• **WHAT YOU NEED TO DO**
The line bearing "the pair of", together with all lines after it to the end of the material, should be repeated exactly; leave out everything else.

————————

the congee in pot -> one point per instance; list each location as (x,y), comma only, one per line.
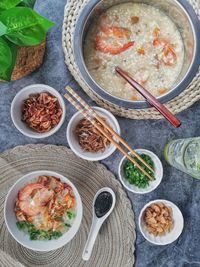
(142,40)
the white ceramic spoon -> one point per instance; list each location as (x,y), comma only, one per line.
(103,204)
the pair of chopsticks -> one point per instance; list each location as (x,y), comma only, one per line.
(93,117)
(149,97)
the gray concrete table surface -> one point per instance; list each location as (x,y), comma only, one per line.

————————

• **OUTPUT OF THE EXERCISE**
the pair of chopsticks -> one point per instance; list each location as (x,y), comma only, one per line.
(93,117)
(149,97)
the gray concrete table surface -> one point per instance; list each location as (x,y), comma only, one per line.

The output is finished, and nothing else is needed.